__Task to complete__
From the line containing "car rear bumper" onward to the last line of the data below, copy each line exactly and add nothing.

__Data excerpts__
******

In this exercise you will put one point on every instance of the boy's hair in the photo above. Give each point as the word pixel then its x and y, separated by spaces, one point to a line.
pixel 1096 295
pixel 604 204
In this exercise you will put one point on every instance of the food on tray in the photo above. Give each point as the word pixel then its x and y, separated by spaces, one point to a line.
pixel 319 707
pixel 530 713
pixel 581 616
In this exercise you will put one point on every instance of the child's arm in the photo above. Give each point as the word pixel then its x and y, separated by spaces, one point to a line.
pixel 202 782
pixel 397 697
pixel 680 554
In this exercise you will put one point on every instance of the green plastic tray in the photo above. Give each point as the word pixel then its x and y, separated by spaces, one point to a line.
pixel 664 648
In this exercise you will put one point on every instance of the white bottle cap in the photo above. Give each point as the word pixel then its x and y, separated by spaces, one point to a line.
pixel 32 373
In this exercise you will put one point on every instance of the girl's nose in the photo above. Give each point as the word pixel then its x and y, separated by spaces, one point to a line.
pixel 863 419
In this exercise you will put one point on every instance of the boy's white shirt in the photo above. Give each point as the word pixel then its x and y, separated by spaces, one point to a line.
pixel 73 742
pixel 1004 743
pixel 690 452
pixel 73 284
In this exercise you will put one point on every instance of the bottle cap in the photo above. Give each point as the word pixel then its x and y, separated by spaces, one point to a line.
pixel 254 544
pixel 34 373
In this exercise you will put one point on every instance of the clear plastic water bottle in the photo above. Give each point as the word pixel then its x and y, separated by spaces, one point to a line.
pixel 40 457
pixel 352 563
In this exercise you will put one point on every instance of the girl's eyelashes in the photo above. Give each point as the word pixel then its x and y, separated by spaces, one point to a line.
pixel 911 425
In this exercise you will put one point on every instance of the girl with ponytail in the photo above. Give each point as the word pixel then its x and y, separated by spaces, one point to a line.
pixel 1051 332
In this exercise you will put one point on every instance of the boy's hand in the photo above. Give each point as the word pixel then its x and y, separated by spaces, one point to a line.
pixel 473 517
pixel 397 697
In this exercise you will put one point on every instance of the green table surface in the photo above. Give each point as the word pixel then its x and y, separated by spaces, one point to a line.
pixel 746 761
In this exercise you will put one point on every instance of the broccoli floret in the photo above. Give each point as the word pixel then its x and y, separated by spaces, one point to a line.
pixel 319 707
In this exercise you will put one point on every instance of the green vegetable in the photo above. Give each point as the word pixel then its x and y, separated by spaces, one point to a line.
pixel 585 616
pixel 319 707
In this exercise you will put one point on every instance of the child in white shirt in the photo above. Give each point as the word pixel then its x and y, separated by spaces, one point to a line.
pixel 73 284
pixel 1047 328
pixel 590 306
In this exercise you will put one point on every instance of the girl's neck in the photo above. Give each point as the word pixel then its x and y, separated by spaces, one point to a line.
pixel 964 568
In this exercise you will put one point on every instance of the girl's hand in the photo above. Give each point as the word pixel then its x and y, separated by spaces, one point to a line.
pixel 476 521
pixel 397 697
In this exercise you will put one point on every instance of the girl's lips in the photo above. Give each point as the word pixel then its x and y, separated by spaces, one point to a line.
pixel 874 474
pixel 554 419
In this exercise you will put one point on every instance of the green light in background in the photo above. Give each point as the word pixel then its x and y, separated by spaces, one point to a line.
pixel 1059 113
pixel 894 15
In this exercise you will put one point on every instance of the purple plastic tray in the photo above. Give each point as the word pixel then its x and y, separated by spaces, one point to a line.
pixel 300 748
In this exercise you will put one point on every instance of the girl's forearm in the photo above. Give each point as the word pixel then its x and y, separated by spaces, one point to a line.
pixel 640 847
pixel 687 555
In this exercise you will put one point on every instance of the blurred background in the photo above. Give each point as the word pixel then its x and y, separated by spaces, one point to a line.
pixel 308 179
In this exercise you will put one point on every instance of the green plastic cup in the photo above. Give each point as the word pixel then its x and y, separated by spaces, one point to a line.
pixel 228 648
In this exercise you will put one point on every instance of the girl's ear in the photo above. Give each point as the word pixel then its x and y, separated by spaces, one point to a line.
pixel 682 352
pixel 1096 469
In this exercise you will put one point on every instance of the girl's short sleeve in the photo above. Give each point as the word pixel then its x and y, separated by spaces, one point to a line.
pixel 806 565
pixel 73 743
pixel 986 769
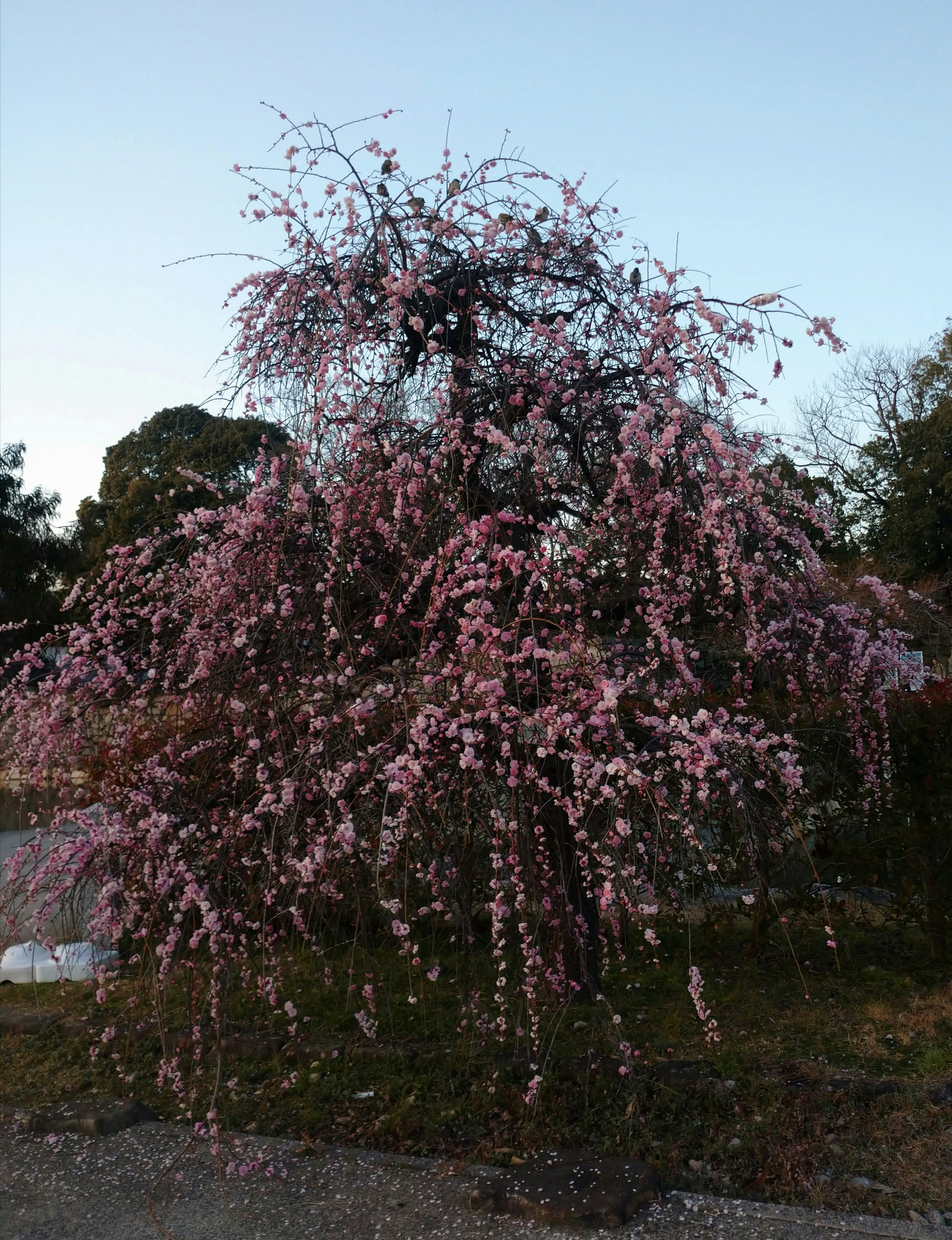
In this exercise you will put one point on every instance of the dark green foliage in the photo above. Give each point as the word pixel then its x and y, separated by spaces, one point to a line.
pixel 143 489
pixel 913 531
pixel 31 554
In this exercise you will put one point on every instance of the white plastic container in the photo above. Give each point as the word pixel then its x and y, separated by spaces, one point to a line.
pixel 71 962
pixel 17 964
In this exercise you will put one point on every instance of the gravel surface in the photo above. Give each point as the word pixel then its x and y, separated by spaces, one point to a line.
pixel 77 1188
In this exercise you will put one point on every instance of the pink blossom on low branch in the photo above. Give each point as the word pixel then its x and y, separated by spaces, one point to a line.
pixel 519 625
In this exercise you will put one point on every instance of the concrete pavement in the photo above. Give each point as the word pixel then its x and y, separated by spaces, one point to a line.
pixel 77 1188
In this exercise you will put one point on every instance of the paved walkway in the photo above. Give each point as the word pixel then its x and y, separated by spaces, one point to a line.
pixel 74 1188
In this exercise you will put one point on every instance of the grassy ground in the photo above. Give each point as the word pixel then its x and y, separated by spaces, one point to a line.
pixel 884 1012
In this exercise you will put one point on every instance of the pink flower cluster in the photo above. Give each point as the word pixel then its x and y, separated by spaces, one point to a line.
pixel 517 627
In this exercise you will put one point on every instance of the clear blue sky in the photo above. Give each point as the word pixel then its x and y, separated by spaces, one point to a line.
pixel 784 144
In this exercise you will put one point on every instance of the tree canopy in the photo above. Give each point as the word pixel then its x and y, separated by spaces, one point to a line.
pixel 144 489
pixel 882 433
pixel 31 552
pixel 522 627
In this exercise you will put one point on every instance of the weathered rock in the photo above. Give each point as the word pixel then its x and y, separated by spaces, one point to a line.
pixel 677 1073
pixel 80 1027
pixel 593 1064
pixel 253 1046
pixel 313 1051
pixel 382 1051
pixel 569 1186
pixel 872 1089
pixel 91 1118
pixel 18 1021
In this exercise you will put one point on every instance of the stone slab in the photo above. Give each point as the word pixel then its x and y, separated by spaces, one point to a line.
pixel 19 1021
pixel 571 1186
pixel 91 1118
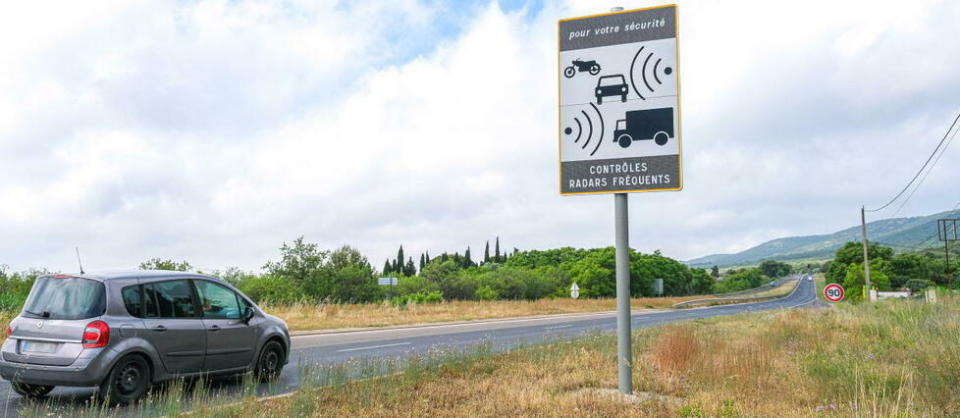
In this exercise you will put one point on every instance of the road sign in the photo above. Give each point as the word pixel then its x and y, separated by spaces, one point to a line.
pixel 620 102
pixel 833 292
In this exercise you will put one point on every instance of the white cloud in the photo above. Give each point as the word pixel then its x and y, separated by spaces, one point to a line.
pixel 214 131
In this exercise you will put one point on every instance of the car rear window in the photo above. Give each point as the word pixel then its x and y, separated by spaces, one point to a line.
pixel 65 298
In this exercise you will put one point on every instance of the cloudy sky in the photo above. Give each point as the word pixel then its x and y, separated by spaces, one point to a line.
pixel 214 131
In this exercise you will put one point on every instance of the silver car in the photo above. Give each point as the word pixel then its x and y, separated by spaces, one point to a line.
pixel 124 331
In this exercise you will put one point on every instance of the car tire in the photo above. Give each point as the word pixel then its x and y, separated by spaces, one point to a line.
pixel 661 138
pixel 270 361
pixel 31 391
pixel 127 382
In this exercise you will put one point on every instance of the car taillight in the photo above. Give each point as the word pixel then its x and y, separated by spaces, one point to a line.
pixel 96 335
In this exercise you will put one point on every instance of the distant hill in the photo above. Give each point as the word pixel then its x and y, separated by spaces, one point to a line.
pixel 899 233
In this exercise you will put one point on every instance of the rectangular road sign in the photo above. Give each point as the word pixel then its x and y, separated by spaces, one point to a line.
pixel 619 111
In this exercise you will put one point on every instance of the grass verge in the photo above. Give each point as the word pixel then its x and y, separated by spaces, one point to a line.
pixel 309 316
pixel 893 358
pixel 782 290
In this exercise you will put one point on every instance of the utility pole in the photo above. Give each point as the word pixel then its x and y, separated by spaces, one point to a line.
pixel 946 256
pixel 866 258
pixel 947 230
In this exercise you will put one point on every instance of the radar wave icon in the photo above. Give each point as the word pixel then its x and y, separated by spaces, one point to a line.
pixel 587 127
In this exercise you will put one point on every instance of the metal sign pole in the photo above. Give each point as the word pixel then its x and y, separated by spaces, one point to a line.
pixel 618 84
pixel 624 349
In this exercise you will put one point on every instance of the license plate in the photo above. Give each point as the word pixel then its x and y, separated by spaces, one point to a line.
pixel 37 347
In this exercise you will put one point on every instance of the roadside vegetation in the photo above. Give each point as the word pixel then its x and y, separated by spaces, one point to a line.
pixel 913 271
pixel 308 316
pixel 893 358
pixel 312 288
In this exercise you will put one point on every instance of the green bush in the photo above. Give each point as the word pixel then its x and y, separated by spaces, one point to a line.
pixel 269 288
pixel 917 284
pixel 416 299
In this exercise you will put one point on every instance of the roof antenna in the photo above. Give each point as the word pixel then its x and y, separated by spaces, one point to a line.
pixel 78 260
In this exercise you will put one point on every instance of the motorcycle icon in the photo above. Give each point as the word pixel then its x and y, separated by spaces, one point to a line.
pixel 578 65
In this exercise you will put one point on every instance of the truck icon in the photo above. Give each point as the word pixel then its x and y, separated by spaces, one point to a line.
pixel 655 124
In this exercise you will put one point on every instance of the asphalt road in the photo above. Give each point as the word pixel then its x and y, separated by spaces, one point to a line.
pixel 371 346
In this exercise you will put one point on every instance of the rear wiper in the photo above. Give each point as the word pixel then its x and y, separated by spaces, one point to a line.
pixel 44 314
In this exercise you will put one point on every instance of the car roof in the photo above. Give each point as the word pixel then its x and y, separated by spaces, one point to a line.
pixel 135 274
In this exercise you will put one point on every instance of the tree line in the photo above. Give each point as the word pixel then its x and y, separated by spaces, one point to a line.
pixel 888 270
pixel 304 272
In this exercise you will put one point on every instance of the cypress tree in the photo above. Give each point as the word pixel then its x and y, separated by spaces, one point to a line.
pixel 409 269
pixel 399 265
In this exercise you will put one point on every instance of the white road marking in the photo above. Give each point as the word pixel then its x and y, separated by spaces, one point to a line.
pixel 370 347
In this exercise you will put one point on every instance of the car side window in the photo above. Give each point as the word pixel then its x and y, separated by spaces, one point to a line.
pixel 218 302
pixel 174 299
pixel 133 300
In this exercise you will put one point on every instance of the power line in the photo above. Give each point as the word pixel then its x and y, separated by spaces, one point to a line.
pixel 925 164
pixel 924 178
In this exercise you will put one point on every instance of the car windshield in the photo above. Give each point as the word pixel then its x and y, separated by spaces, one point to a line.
pixel 65 298
pixel 612 80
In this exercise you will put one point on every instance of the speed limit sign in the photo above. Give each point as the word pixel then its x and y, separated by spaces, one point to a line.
pixel 833 292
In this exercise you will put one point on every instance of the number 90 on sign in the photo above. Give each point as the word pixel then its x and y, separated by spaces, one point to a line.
pixel 833 292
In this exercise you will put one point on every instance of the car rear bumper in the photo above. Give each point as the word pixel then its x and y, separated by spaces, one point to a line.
pixel 85 371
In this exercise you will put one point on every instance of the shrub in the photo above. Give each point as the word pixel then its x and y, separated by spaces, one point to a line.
pixel 416 299
pixel 270 288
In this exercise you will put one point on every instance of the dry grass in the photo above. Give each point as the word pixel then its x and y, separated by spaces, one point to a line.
pixel 783 289
pixel 897 358
pixel 329 316
pixel 894 358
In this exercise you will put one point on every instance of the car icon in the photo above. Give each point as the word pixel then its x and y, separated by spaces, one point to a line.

******

__The answer__
In this exercise you will put one point on every instance of the car rear bumper in the photo above. Give each point as the word pixel then its x and y, separated by spaces, one point to a line.
pixel 85 371
In this exercise you will put one point on every instance of the shrub in the photo above. Give each point as the word pixel then its x and y, separated by spaces, one point to a line.
pixel 416 299
pixel 270 288
In this exercise you will put one point on every instance of the dry grass in the photo above. Give each point as the word pixel then its x and y, separated by spaces, one point to a line.
pixel 783 289
pixel 897 358
pixel 329 316
pixel 894 358
In this exercise you will put one point on every instance of the car icon in the photo above. Give each point as the word pixel then its x and y, separated by spaces, one point to a line.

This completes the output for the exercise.